▸ Written request: Copy every line of the records below, requests included, adding 9 to each x and y coordinate in the answer points. Leave the numbers in the requests and in their sample points unchanged.

▸ Records supplied:

□ □ □

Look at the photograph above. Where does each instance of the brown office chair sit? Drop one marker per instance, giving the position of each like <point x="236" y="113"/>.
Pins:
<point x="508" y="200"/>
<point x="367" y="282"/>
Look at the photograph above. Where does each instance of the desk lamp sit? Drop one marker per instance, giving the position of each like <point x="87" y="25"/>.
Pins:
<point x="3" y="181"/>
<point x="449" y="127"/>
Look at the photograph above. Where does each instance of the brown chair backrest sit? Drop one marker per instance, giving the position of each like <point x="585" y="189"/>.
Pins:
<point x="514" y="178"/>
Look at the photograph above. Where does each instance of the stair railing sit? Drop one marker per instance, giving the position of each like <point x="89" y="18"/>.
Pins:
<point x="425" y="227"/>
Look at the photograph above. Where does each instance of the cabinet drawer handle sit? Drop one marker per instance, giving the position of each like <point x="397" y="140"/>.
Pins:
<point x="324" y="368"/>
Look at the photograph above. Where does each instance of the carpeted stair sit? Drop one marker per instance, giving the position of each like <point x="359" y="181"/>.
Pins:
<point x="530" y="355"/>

□ □ □

▸ Solution:
Look at the photograph above. Where does each instance of the brown office chair sit? Drop one marker per instance, giving the position of each like <point x="236" y="113"/>.
Pins:
<point x="517" y="209"/>
<point x="376" y="291"/>
Look at the photograph above. Where does each instance of the desk lamp sit? Drop one marker per instance, giving the position of each like <point x="87" y="25"/>.
Pins:
<point x="12" y="190"/>
<point x="458" y="136"/>
Look at the photograph above. Where does each instance of the brown chair backrest sit? Drop one marker per instance, giving the position of each like <point x="585" y="189"/>.
Pins:
<point x="523" y="187"/>
Look at the photograph above. Where does each instance of the stair railing sit? Drop one marker per instance, giving the position of each like <point x="89" y="18"/>.
Pins:
<point x="434" y="236"/>
Look at the photograph above. Where does each instance of the cabinet drawer handle sit? Drop one marker per instance, giving the position of each like <point x="397" y="140"/>.
Pins:
<point x="333" y="377"/>
Look at the photograph above. Where does each instance of the carpeted stair sit? Drop one marker per instance, giving the position of each like <point x="359" y="181"/>.
Pins:
<point x="539" y="364"/>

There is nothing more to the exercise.